* Data records *
----------------

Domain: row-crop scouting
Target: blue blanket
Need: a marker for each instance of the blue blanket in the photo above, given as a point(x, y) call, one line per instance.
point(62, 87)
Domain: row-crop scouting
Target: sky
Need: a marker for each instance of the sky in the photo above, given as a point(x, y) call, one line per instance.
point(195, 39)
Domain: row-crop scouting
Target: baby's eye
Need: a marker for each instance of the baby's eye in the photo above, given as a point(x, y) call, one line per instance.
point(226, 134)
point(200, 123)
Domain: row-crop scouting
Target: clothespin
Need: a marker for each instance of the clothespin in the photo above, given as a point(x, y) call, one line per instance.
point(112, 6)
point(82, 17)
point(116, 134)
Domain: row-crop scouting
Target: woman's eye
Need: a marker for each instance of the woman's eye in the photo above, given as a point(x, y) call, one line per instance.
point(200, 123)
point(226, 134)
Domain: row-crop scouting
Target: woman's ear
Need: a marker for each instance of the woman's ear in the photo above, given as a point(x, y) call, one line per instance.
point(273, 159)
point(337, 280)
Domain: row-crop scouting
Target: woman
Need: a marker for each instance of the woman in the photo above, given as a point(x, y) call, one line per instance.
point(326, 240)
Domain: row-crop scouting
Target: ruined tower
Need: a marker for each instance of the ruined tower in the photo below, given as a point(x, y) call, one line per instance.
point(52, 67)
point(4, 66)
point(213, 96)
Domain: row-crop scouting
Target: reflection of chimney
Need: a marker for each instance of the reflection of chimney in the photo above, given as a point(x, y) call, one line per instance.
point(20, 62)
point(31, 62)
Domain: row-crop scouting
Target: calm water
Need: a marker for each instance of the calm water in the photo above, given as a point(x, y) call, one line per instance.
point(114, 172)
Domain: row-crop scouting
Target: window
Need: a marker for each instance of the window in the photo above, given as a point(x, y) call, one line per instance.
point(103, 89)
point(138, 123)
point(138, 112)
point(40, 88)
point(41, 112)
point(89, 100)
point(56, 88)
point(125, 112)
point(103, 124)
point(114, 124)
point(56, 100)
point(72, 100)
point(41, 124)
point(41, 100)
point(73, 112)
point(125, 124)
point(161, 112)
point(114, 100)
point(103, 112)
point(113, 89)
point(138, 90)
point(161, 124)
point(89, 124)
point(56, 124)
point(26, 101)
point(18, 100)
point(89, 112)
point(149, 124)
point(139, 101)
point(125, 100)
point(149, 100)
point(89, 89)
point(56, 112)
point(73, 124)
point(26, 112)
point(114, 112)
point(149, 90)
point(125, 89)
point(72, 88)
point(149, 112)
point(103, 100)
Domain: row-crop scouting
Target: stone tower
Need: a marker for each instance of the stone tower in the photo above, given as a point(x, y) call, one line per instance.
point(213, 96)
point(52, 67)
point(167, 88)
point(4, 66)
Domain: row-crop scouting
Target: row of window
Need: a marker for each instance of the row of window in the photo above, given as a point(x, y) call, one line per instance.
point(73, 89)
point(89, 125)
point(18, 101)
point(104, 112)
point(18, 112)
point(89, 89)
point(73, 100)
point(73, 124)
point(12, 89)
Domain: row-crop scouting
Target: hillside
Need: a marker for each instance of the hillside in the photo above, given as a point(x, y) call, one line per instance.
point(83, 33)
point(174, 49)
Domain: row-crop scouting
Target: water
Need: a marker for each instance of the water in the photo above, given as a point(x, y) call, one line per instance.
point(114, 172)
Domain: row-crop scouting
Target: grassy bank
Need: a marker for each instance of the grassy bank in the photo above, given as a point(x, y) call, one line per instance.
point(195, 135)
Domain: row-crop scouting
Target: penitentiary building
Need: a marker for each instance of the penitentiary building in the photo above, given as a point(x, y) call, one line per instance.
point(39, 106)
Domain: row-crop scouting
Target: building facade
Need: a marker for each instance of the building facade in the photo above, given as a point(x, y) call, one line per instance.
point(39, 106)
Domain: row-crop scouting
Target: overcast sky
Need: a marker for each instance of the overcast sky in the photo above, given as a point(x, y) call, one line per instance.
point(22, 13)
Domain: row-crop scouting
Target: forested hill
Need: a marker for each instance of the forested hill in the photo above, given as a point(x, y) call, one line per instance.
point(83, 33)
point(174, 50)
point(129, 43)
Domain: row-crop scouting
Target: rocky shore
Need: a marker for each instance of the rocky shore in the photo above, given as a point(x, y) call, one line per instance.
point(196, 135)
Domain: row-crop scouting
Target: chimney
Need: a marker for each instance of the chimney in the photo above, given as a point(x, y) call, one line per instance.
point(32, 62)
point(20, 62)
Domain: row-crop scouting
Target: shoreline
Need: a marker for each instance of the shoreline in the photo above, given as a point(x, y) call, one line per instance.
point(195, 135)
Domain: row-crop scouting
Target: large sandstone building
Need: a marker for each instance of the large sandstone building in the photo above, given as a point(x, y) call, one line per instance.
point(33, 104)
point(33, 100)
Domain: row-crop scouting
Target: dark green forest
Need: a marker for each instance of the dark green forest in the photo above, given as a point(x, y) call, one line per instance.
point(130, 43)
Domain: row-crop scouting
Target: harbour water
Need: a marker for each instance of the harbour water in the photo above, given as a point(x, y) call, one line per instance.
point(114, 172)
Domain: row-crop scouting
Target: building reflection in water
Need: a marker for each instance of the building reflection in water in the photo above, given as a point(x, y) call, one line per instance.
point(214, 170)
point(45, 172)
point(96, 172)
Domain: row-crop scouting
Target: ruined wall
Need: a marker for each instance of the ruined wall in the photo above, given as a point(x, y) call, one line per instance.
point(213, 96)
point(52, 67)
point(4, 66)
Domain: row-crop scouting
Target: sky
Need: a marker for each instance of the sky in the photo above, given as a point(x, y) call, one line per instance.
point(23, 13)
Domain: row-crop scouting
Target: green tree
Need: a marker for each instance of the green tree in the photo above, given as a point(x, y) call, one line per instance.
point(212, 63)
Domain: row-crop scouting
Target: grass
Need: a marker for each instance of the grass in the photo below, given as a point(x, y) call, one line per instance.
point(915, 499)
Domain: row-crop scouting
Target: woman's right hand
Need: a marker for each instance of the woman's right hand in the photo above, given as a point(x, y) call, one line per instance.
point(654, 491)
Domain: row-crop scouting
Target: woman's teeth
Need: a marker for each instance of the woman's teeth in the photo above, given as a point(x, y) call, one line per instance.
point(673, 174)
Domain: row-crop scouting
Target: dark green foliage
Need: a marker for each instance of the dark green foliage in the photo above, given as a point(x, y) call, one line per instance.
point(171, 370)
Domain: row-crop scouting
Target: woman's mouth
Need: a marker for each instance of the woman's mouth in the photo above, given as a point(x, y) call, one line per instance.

----------------

* Prompt *
What you need to do is retype all the entries exactly as written.

* Answer to the problem *
Domain: row-crop scouting
Target: blue blanket
Need: a marker for each instance of the blue blanket in the photo above, given as a point(x, y) call, one line per instance.
point(62, 87)
Domain: row-crop scouting
Target: sky
Need: a marker for each instance of the sky in the photo above, given as a point(x, y) call, one line per instance.
point(195, 39)
Domain: row-crop scouting
Target: baby's eye
Need: a marker for each instance of the baby's eye in the photo above, given as a point(x, y) call, one line per instance.
point(226, 134)
point(200, 123)
Domain: row-crop scouting
Target: clothespin
Need: a marker for each instance of the clothespin in the photo above, given as a point(x, y) call, one line per instance.
point(112, 6)
point(82, 17)
point(116, 134)
Domain: row-crop scouting
Target: woman's eye
Need: a marker for each instance of the woman's eye in the photo above, given as a point(x, y) call, one line per instance.
point(200, 123)
point(226, 134)
Domain: row-crop scouting
Target: woman's ear
Need: a marker for each instance of the woman's ear in the photo above, given as a point(x, y) call, one line per instance.
point(273, 159)
point(337, 280)
Domain: row-crop scouting
Target: woman
Need: a marker for each instance of the woman in the photo above, given as a point(x, y) call, one line per instance.
point(326, 240)
Domain: row-crop scouting
Target: ruined tower
Need: a marker for each instance of the ruined tower in the photo below, given as a point(x, y) call, one line per instance.
point(52, 67)
point(4, 66)
point(213, 96)
Domain: row-crop scouting
Target: reflection of chimney
Need: a marker for each instance of the reflection of chimney in the photo above, given as a point(x, y) call, one line per instance.
point(20, 62)
point(31, 62)
Domain: row-crop scouting
Target: calm water
Need: a marker for each instance of the calm water in the photo above, given as a point(x, y) call, one line per instance.
point(114, 172)
Domain: row-crop scouting
Target: window
Need: a marker for each instance of the window in the photo above, given as a point(x, y) call, one line per instance.
point(103, 89)
point(138, 123)
point(138, 112)
point(40, 88)
point(41, 112)
point(89, 100)
point(56, 88)
point(125, 112)
point(103, 124)
point(114, 124)
point(56, 100)
point(72, 100)
point(41, 124)
point(41, 100)
point(73, 112)
point(125, 124)
point(161, 112)
point(114, 100)
point(103, 112)
point(113, 89)
point(138, 90)
point(161, 124)
point(89, 124)
point(56, 124)
point(26, 101)
point(18, 100)
point(89, 112)
point(149, 124)
point(139, 101)
point(125, 100)
point(149, 100)
point(89, 89)
point(56, 112)
point(73, 124)
point(26, 112)
point(114, 112)
point(149, 90)
point(125, 89)
point(72, 88)
point(149, 112)
point(103, 100)
Domain: row-crop scouting
Target: stone tower
Need: a marker for each instance of the stone tower in the photo above, given as a point(x, y) call, one line per instance.
point(213, 96)
point(52, 67)
point(167, 88)
point(4, 66)
Domain: row-crop scouting
Target: row of window
Need: a marker for each instance of the row of window in the photo above, given as a point(x, y) call, one line per instance.
point(73, 89)
point(89, 125)
point(18, 101)
point(104, 112)
point(18, 112)
point(89, 89)
point(73, 100)
point(73, 124)
point(12, 89)
Domain: row-crop scouting
Target: hillside
Need: a marker for each instance of the hillside in the photo above, given as a point(x, y) call, one line per instance.
point(83, 33)
point(174, 49)
Domain: row-crop scouting
Target: water
Need: a marker for each instance of the water in the photo above, given as a point(x, y) call, one line per instance.
point(114, 172)
Domain: row-crop scouting
Target: grassy bank
Need: a marker for each instance of the grassy bank in the photo above, given as a point(x, y) call, one line per instance.
point(195, 135)
Domain: row-crop scouting
Target: penitentiary building
Need: a marker for each instance of the penitentiary building in the photo above, given as a point(x, y) call, one line per instance.
point(39, 106)
Domain: row-crop scouting
Target: building facade
Need: a marker for each instance of the building facade in the photo above, given as a point(x, y) call, one line per instance.
point(39, 106)
Domain: row-crop scouting
Target: overcast sky
Need: a marker for each instance of the overcast sky in the photo above, given as a point(x, y) call, one line per instance.
point(22, 13)
Domain: row-crop scouting
Target: forested hill
Need: a marker for each instance of the forested hill in the photo above, given as a point(x, y) call, one line per instance.
point(83, 33)
point(174, 50)
point(129, 43)
Domain: row-crop scouting
Target: rocky shore
Need: a marker for each instance of the rocky shore in the photo above, given as a point(x, y) call, one line per instance.
point(196, 135)
Domain: row-crop scouting
Target: chimney
Need: a marker for each instance of the chimney in the photo above, given as a point(x, y) call, one line per instance.
point(32, 62)
point(20, 62)
Domain: row-crop scouting
Target: shoreline
Need: a marker for each instance of the shoreline in the photo above, given as a point(x, y) call, one line per instance.
point(195, 135)
Domain: row-crop scouting
Target: large sandstone building
Need: a marker for each instance of the large sandstone building in the photo above, given as a point(x, y) call, one line per instance.
point(33, 104)
point(33, 100)
Domain: row-crop scouting
Target: dark green forest
Need: a marker for each instance of the dark green forest in the photo above, given as a point(x, y) call, one line per instance.
point(130, 43)
Domain: row-crop scouting
Target: harbour water
Need: a marker for each instance of the harbour water in the photo above, given as a point(x, y) call, one line per instance.
point(114, 172)
Domain: row-crop scouting
Target: building reflection in water
Need: a marker for each instance of the building reflection in water in the photo above, given as a point(x, y) call, one line per instance.
point(214, 170)
point(45, 172)
point(96, 172)
Domain: row-crop scouting
Target: ruined wall
Need: a marker for each instance of the ruined wall in the photo above, given as a point(x, y) call, one line per instance.
point(213, 96)
point(52, 67)
point(4, 66)
Domain: row-crop scouting
Target: sky
Need: a marker for each instance of the sky in the photo above, given as a point(x, y) call, one line per instance.
point(23, 13)
Domain: row-crop scouting
Target: green tree
Need: a marker for each instance of the green tree in the photo above, given as a point(x, y) call, one line per instance.
point(212, 63)
Domain: row-crop scouting
Target: grass
Need: a marker for each instance of the grass in the photo below, given as a point(x, y) call, one line per instance.
point(915, 499)
Domain: row-crop scouting
Target: woman's right hand
Need: a marker for each instance of the woman's right hand in the photo above, given as a point(x, y) call, one line per instance.
point(654, 491)
Domain: row-crop scouting
Target: woman's teeth
Need: a marker for each instance of the woman's teeth in the photo above, given as a point(x, y) call, one line per instance.
point(673, 174)
Domain: row-crop scouting
Target: dark green foliage
Need: a marker for each instance of the dark green foliage in the photo above, given as a point(x, y) call, one line per instance.
point(171, 370)
Domain: row-crop scouting
Target: woman's mouth
Need: a marker for each instance of the woman's mouth in the photo above, given as a point(x, y) call, one line per instance.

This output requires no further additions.